### Document excerpt
* begin *

On the question, whether the will would pass real estate in Scotland, the following authorities were referred to: Maclaren on Wills(8); Bell’s Principles(9); Purvis v. Purvis (10); Statutes 19 & 20 Vict. c. 89, 31 & 32 Vict. c. 101, s. 20; White v. Finlay (11); Leslie v. Macleod (12); Howden v. Crighton (13).]

 

(1) 12 Moo. P. C. 285.

 

(2) 7 Cl. & F. 895.

 

(3) 1 Sw. & Tr. 441.

 

(4) 3 Mer. 67.

 

(5) 2 Curt. 386.

 

(6) Page 100.

 

(7) 1 K. &. J. 281.

 

(8) Vol. i. p. 42, s. 79.

 

(9) Fol. 1637.

 

(10) 23 Court of Sess. Cas. (2nd Series) 812.

 

(11) 24 Ibid. 38.

 

(12) Law Rep. 2 H. L., Sc. 44.

 

(13) 1 Court of Sess. Cas. (1st Series) 18. [*628]

 

Mr. Joshua William, Q.C., and Mr. Thrupp, for the Defendants the younger children of the Plaintiff, left the question of domicil to the Court.

 

Mr. Marten appeared for the trustee Webster, a Defendant in the original and cross suits, but took no part in the argument.

 

Mr. Dickinson, Q.C., and Mr. Jackson, for the Defendant, Colonel Douglas:–

 

The suit is improperly framed, and in this form cannot be maintained. The Plaintiff is a specific legatee, and can only maintain a suit for general administration, on an allegation that the funds are in peril, which she nowhere avers.

* end *

### Dataset extract
* begin *

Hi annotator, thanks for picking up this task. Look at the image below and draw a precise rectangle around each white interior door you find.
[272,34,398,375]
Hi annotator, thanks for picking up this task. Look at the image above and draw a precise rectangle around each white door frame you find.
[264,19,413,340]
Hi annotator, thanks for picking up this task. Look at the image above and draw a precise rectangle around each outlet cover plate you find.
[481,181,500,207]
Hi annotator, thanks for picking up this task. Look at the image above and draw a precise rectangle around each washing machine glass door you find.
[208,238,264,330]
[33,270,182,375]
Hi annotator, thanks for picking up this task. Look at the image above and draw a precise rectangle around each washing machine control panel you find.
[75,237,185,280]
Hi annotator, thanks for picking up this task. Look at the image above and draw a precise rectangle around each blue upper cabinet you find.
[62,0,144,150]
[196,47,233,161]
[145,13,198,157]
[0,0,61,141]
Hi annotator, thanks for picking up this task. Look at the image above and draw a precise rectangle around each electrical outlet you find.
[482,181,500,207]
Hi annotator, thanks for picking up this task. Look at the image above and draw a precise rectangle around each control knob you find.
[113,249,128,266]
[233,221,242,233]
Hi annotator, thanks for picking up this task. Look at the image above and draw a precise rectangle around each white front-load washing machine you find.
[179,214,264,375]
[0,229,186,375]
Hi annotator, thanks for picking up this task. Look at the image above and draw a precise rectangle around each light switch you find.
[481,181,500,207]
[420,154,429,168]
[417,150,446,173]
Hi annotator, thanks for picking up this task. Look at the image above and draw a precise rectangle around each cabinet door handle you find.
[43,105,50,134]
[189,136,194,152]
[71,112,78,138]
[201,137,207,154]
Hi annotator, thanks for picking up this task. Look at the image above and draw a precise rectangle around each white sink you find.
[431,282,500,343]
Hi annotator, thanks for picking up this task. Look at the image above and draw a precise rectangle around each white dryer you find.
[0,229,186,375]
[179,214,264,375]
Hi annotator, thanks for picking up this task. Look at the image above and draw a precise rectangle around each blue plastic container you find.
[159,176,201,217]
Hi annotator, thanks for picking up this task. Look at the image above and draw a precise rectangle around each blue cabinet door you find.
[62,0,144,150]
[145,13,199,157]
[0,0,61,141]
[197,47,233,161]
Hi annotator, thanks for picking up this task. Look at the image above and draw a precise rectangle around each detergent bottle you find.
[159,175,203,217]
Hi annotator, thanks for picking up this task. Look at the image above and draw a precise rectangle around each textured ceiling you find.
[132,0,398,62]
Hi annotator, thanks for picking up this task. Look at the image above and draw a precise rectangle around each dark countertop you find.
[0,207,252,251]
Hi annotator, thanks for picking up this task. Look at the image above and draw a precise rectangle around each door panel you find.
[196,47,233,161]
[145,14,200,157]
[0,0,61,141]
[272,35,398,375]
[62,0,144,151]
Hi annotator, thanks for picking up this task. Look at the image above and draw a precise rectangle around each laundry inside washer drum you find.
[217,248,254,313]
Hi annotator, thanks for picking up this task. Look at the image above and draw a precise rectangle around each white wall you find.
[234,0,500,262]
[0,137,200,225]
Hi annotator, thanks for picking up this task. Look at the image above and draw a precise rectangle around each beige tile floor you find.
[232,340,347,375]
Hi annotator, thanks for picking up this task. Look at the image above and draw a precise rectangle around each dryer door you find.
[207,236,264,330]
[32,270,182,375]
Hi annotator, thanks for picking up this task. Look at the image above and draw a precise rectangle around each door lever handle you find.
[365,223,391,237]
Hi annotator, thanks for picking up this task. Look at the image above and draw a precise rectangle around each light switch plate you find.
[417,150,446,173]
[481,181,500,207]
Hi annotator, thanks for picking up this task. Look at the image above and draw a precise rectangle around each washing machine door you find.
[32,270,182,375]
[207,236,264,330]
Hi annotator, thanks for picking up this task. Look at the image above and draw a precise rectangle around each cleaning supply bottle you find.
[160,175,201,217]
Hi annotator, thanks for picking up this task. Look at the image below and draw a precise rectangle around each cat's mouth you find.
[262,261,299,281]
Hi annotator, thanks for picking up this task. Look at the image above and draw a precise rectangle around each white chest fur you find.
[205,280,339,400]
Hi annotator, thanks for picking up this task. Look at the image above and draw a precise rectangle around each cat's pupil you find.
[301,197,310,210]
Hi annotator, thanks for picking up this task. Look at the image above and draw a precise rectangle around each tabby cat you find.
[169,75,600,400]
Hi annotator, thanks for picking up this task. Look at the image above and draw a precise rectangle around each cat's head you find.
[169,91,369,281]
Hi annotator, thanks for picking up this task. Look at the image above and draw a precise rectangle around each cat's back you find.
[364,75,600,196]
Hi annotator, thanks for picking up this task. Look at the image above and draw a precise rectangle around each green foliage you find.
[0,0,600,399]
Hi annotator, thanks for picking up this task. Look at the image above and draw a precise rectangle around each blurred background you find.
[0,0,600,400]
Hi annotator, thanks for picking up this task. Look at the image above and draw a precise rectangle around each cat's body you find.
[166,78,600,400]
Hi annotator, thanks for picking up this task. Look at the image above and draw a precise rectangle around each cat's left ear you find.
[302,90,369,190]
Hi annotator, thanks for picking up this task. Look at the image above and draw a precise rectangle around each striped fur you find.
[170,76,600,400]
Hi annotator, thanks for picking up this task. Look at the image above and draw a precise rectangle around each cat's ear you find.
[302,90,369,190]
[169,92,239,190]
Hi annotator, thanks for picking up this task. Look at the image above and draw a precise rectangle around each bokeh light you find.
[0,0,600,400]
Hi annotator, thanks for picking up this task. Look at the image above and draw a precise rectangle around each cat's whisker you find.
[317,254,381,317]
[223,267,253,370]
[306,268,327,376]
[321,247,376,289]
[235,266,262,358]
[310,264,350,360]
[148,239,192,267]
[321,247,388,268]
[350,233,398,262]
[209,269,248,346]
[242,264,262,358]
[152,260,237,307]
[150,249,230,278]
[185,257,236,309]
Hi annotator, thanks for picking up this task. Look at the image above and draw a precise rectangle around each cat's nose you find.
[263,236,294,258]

* end *

### Complete the following
**a.** Reproduce the case report word for word, starting at the words "(13) 1 Court" and ending after the words "in the argument.".
**b.** List every case that the case report names by its parties (in the form "X v. Y").
The rows have nothing to do with the case report.

### Worked answers
**a.**
(13) 1 Court of Sess. Cas. (1st Series) 18. [*628]

 

Mr. Joshua William, Q.C., and Mr. Thrupp, for the Defendants the younger children of the Plaintiff, left the question of domicil to the Court.

 

Mr. Marten appeared for the trustee Webster, a Defendant in the original and cross suits, but took no part in the argument.

**b.**
Purvis v. Purvis
White v. Finlay
Leslie v. Macleod
Howden v. Crighton